## Begin TEXT BLOCK
School boards in Wake and Buncombe counties are pursuing disciplinary policies they say are necessary to prevent rogue board members from bringing their school systems into disrepute. Critics say they’re pure intimidation tactics meant to silence critics and cover up problems.
“I can see people’s concerns about it being a possible intimidation factor,” but they are unfounded, said Amy Churchill, a newly elected member of the Buncombe County Board of Education and the primary catalyst behind its censure policy, which could be voted on at the board’s Sept. 5 meeting.
“It’s basically a little smack on the hand, make sure you don’t do that again,” Churchill said. “It’s just a statement of displeasure. There’s no way it could be used to throw somebody off the board.”
The Buncombe board is putting together “a step-by-step guideline to make sure that it is not done randomly and for vindictive reasons,” she said.
“I think that’s what people are missing who are against this policy. It is “a good thing for all board members” to have a written policy to protect against retaliation, Churchill said.
“The censure is a consequence for not following the ethics policy,” she said. It is not a cudgel to stifle dissent. She did not mention names, but said actions of one board member prompted her to explore the policy.
“I do think it’s targeting me,” said Lisa Baldwin, a lightning rod as the board’s most conservative member. “I think my board does not like it when I ask a lot of questions. I have to ask a lot of questions because I don’t get the data” from other board members or staff, she said.
“I’ve been asking a lot of questions lately about the purchase of a lot of property that we don’t need. Our enrollment has been pretty much flat,” she said. Other board members “really didn’t like it when I brought up that they told contractors and their maintenance workers not to get permits for inspection and work” on school buildings, Baldwin said.
The censure policy states that, by a two-thirds majority vote, the school board “can reprimand or condemn the actions of a member for any violation of law or policy or any other conduct committed by a board member which tends to injure the good name of the Buncombe County Board of Education and/or undermines the effectiveness of the Buncombe County Schools or the Board of Education.”
The school board also could ask a member to resign, refer conduct to the district attorney for possible criminal charges, or issue a letter of warning about future conduct.
Baldwin said the language lacks specificity, and could be interpreted broadly and with malice. That could make a board member less effective, and affect elections by turning public sentiment against the ostracized member during campaigns.
She sent a copy of the proposed censure policy to the North Carolina School Boards Association for feedback. Janine Murphy, the association’s assistant legal counsel in charge of its model policy manual “Policies to Lead the Schools,” reviewed it.
Baldwin said Murphy “thought the censure policy was wonderful. She said, ‘I would recommend it to other school boards as a model policy [for consideration].’”
Murphy offered a different account. “Our base policy manual does not have a policy on censure. We don’t even have that word in any of our policies because, from our perspective, censure is not legally mandated,” and is “rare” as a policy, she said.
## End TEXT BLOCK
## Begin DATASET ENTRIES
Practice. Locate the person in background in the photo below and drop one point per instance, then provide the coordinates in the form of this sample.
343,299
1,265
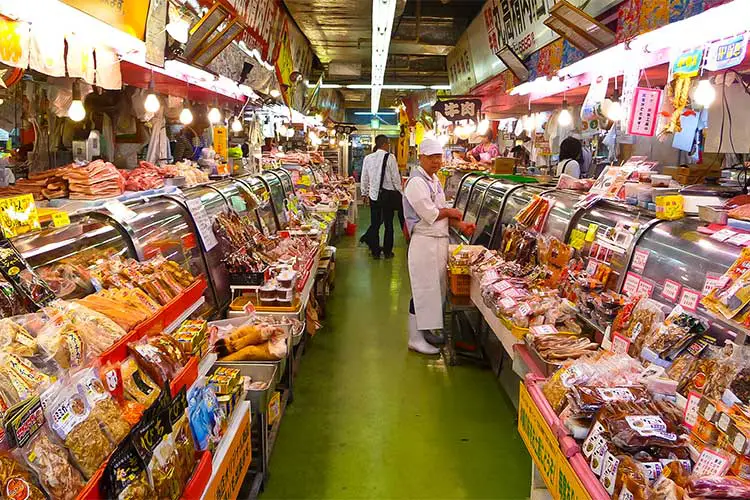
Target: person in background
427,220
485,150
570,155
381,184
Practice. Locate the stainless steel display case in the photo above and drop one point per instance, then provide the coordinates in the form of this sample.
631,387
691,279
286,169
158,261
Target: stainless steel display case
676,251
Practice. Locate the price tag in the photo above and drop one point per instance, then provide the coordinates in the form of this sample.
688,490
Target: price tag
591,267
120,212
740,239
203,223
710,463
60,219
620,344
508,303
543,330
640,257
689,299
690,417
671,290
723,235
713,280
577,239
645,288
630,287
591,232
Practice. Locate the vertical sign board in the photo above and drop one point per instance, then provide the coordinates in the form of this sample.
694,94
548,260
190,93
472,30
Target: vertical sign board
228,475
556,471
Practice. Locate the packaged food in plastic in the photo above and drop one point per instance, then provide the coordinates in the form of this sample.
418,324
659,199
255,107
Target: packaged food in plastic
16,481
719,487
103,407
50,460
69,415
125,476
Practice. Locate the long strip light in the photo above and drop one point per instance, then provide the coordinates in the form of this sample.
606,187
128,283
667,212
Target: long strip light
382,25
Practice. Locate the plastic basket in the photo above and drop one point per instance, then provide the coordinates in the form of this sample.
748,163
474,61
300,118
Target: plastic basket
460,285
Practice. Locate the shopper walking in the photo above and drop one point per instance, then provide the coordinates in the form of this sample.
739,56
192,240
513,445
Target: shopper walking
427,220
381,183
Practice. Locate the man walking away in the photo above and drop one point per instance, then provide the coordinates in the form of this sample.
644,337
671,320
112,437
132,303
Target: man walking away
381,183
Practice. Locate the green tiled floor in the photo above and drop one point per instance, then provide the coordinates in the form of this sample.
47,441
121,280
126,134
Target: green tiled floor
372,420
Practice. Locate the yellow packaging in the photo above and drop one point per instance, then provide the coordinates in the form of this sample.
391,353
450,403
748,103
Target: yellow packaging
670,207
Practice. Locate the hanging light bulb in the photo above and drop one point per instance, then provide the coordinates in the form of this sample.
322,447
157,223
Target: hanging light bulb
76,111
186,116
236,125
483,127
214,115
704,94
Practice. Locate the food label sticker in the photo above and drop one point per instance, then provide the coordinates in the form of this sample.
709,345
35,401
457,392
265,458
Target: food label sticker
620,344
689,299
120,212
640,257
591,267
543,330
710,463
671,290
60,219
591,232
630,287
740,239
645,288
690,417
723,234
713,280
577,239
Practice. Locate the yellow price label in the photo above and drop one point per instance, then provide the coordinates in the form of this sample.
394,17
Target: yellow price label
591,232
577,239
60,219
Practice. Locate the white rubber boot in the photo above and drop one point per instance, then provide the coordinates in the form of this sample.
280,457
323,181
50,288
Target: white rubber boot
416,339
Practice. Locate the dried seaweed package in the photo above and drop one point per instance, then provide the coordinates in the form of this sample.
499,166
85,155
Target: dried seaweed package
103,407
43,452
69,415
125,476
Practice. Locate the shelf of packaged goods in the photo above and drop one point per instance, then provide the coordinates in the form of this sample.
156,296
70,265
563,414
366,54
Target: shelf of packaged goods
232,457
166,320
502,333
556,455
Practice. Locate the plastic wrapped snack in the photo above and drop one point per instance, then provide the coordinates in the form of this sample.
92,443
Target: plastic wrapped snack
69,415
103,407
16,481
50,461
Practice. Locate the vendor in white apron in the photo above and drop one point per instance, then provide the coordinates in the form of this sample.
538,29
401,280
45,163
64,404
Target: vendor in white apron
427,220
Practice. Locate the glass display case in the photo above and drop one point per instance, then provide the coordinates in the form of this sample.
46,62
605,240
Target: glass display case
613,228
675,254
266,216
278,199
60,255
464,190
163,226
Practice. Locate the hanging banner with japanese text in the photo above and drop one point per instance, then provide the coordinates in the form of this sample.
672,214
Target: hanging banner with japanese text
459,109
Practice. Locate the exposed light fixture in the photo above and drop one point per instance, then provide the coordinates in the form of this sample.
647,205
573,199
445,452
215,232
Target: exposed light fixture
186,116
214,115
704,94
76,111
564,118
151,104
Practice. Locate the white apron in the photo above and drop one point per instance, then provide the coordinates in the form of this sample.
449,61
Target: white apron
428,259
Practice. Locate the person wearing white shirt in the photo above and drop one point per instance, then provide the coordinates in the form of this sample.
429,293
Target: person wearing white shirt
381,184
428,220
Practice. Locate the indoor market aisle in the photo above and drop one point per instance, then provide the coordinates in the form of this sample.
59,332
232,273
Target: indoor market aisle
373,420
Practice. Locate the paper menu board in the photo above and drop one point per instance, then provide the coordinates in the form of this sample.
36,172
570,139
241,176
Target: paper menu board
202,223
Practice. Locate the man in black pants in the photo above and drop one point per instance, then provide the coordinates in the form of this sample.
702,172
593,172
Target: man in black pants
381,183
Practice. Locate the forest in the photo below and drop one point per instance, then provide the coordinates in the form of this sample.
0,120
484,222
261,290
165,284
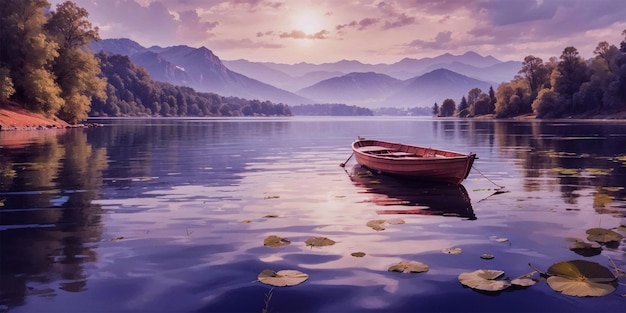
## End DATASET ENTRIES
**WHAT TO WORK ON**
1: In the article on the school board censure policies, what vote does the Buncombe County board need in order to reprimand or condemn a member?
2: Extend the article on the school board censure policies, beginning after its final paragraph.

**TASK ANSWERS**
1: A two-thirds majority vote.

2:
The association has a removal policy because “there are laws about board members being removed if they commit felonies and things like that, but the district attorney would have to do that,” Murphy said. “Board members do not have legal ability to remove one of their own.”
She speculated that, without naming anyone, there are board members who might wear censure as a badge of honor — “Look, I got this because I’m kicking up the dust and they don’t like the fact that I’m kicking up the dust,” Murphy suggested.
Censure is “more of a political question than a legal question,” Murphy said. “So it’s not being pushed by the North Carolina School Boards Association at all.”
Wake County school board member Deborah Prickett doesn’t buy that.
The Wake County policy, which was approved 5-3 on first reading Tuesday night, “came from the School Boards Association,” Prickett said. “They’re the one who tried to start putting this policy in school boards across the state.” The Wake County policy closely resembles the Buncombe proposal.
“I just think this policy seems to be more of a muzzle [rather than a way to enforce] ethics. If you read through the policy there’s not a lot of ethics to it,” Prickett said. She described the Wake policy as “a power grab” not based in law.
“It seems to be politically driven to me because now there are very few Republicans on the board. The election’s coming up” in November and majority Democrats could use the censure process to cast GOP board members in an unfavorable light to the voting public, Prickett said.
State law requires only that school board members earn two hours of ethics education within 12 months of assuming office and take 12 hours of ethics training annually, she said. She said she would not sign the ethics policy if it passed.
At Tuesday’s meeting, school board attorney Jonathan Blumberg said the word censure was removed from the policy due to objections by some board members. The policy still allows “reprimands.” Language interpreted by some as preventing free-flowing communication with constituents also was stricken.
Board Chairman Keith Sutton said the policy is “not intended to be a tool for a witch hunt, but again [to] give us an organized and systematic way to address the misconduct or bad behavior of board members.” Students and teachers have a code of conduct, “and there’s no reason we shouldn’t have one as well,” he told board members Tuesday.
Board member Susan Evans, who voted with Prickett and John Tedesco against the policy, expressed “conflicted feelings.”
“I must admit that based on the contentiousness that I’ve observed on this board I do have some fear that certain board members might use this frivolously to [conduct] witch hunts for other board members,” Evans said.
“They are high standards, and I think as an elected body we need to hold each other accountable,” said board Vice Chairwoman Christine Kushner.
Tony Rose, chairman of the Alamance-Burlington Board of Education, said that school board created an ethics policy about two years ago, “but it does not contain the censure language that Buncombe and Wake County is considering.”
“I can say that we have had no discussions regarding having such nonsense here,” Rose said. “I am shocked and appalled that the North Carolina School Boards Association and legal representatives are endorsing such governmental-sanctioned gag ordering.”
Rose said when a board majority passes policies “designed to squelch the voices of certain [dissenting] members, it is the public who suffers. This is how the ‘public’ is taken out of public schools and is intentionally handed over to a group of elitists who think they know best.”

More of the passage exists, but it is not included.